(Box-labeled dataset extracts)
=-=-=-=-=

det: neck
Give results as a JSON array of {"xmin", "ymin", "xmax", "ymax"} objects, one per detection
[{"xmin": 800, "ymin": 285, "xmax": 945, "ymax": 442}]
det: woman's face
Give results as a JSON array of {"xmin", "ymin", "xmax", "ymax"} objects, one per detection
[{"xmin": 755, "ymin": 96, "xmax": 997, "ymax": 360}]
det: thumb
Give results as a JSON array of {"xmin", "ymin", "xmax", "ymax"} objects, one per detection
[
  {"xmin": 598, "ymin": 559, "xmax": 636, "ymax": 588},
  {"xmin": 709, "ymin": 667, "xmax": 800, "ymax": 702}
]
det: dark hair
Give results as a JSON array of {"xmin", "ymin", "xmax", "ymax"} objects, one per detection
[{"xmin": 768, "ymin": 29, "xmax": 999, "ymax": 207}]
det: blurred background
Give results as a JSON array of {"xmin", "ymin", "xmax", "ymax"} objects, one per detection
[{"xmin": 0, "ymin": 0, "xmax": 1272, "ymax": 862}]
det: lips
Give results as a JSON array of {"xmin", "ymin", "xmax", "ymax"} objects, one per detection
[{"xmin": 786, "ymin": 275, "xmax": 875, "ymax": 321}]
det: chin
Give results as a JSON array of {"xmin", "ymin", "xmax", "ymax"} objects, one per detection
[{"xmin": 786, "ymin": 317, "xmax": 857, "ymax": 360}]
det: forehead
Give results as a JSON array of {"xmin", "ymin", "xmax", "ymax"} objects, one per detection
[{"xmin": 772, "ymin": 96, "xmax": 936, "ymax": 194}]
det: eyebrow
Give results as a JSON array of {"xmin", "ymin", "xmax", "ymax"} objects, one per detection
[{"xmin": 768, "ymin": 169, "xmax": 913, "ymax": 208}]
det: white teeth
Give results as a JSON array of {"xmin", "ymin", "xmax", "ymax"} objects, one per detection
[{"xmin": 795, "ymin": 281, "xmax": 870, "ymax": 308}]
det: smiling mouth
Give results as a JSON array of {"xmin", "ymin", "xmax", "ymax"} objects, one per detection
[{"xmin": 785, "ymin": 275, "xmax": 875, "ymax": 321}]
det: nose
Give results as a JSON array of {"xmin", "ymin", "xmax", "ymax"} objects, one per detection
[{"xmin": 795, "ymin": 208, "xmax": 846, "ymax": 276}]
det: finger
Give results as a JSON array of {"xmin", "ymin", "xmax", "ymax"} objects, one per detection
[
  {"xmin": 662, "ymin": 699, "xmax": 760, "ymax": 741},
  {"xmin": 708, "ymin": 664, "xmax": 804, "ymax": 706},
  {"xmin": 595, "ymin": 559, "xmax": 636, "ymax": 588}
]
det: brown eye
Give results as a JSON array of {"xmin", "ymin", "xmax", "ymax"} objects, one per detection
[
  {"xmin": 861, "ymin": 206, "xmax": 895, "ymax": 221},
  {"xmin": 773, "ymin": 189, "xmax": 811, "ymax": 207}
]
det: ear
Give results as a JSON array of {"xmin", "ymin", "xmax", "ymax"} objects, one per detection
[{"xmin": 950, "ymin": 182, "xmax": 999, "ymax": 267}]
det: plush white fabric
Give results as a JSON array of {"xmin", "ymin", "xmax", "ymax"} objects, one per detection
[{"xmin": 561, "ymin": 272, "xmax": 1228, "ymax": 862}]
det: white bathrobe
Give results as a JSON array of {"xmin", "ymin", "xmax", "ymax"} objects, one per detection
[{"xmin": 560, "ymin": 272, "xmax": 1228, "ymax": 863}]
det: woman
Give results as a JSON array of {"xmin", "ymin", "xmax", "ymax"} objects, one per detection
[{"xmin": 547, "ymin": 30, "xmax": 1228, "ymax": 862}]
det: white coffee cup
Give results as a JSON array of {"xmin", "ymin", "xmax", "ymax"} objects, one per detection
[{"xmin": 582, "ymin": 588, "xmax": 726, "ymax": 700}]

=-=-=-=-=

• [WHAT TO WORK ON] Copy all data exactly, start to finish.

• [ANSWER TO THE EXERCISE]
det: neck
Give results as a JSON array of {"xmin", "ymin", "xmax", "ymax"} objects, one per detection
[{"xmin": 800, "ymin": 285, "xmax": 945, "ymax": 442}]
det: woman's face
Give results as a JSON array of {"xmin", "ymin", "xmax", "ymax"} objects, one per detection
[{"xmin": 755, "ymin": 96, "xmax": 997, "ymax": 360}]
det: thumb
Give results as a JSON array of {"xmin", "ymin", "xmax", "ymax"} objects, one per detection
[
  {"xmin": 598, "ymin": 559, "xmax": 636, "ymax": 588},
  {"xmin": 709, "ymin": 667, "xmax": 800, "ymax": 702}
]
det: dark hair
Give results as a JSON array of {"xmin", "ymin", "xmax", "ymax"} objects, one per detection
[{"xmin": 768, "ymin": 29, "xmax": 999, "ymax": 207}]
det: blurred background
Give results as a JSON array of {"xmin", "ymin", "xmax", "ymax"} objects, one per detection
[{"xmin": 0, "ymin": 0, "xmax": 1272, "ymax": 862}]
det: lips
Give results as a JSON array of {"xmin", "ymin", "xmax", "ymax"} objects, one per detection
[{"xmin": 786, "ymin": 275, "xmax": 875, "ymax": 321}]
det: chin
Give results as a JSON array of {"xmin", "ymin", "xmax", "ymax"} objects, one per detection
[{"xmin": 786, "ymin": 317, "xmax": 857, "ymax": 360}]
det: forehead
Give results as a JSON array of {"xmin", "ymin", "xmax", "ymax"} objects, one per detection
[{"xmin": 772, "ymin": 96, "xmax": 936, "ymax": 194}]
det: eyebrow
Give results as a JSON array of {"xmin", "ymin", "xmax", "ymax"} objects, one per detection
[{"xmin": 768, "ymin": 169, "xmax": 913, "ymax": 208}]
det: white teeth
Give results as a JSON array of {"xmin", "ymin", "xmax", "ymax"} objects, one per detection
[{"xmin": 795, "ymin": 281, "xmax": 870, "ymax": 308}]
det: smiling mouth
Give results as a JSON array of {"xmin", "ymin", "xmax", "ymax"} objects, one per detection
[{"xmin": 785, "ymin": 275, "xmax": 875, "ymax": 321}]
det: nose
Give results as a JSON array of {"xmin", "ymin", "xmax", "ymax"} objects, one per detection
[{"xmin": 795, "ymin": 208, "xmax": 846, "ymax": 276}]
det: finger
Give results as a JSON array of {"xmin", "ymin", "xmax", "ymax"} objects, one per detection
[
  {"xmin": 662, "ymin": 699, "xmax": 760, "ymax": 741},
  {"xmin": 708, "ymin": 664, "xmax": 804, "ymax": 706},
  {"xmin": 595, "ymin": 559, "xmax": 636, "ymax": 588}
]
det: brown eye
Give results as a JSON array of {"xmin", "ymin", "xmax", "ymax"} objects, one per detection
[
  {"xmin": 861, "ymin": 206, "xmax": 895, "ymax": 221},
  {"xmin": 773, "ymin": 189, "xmax": 811, "ymax": 207}
]
det: ear
Give results as a JSON array of {"xmin", "ymin", "xmax", "ymax"} objects, one per detection
[{"xmin": 950, "ymin": 182, "xmax": 999, "ymax": 267}]
det: plush white fabric
Give results as a JSON array of {"xmin", "ymin", "xmax", "ymax"} objects, one per detection
[{"xmin": 561, "ymin": 272, "xmax": 1228, "ymax": 862}]
det: white bathrobe
Give results as a JSON array of {"xmin", "ymin", "xmax", "ymax"} objects, one per detection
[{"xmin": 560, "ymin": 272, "xmax": 1228, "ymax": 863}]
det: woman
Give results as a JSON array of {"xmin", "ymin", "xmax", "ymax"} objects, one per detection
[{"xmin": 547, "ymin": 30, "xmax": 1228, "ymax": 862}]
det: white coffee cup
Give results as a JSON array of {"xmin", "ymin", "xmax", "ymax"} objects, one per detection
[{"xmin": 582, "ymin": 588, "xmax": 726, "ymax": 700}]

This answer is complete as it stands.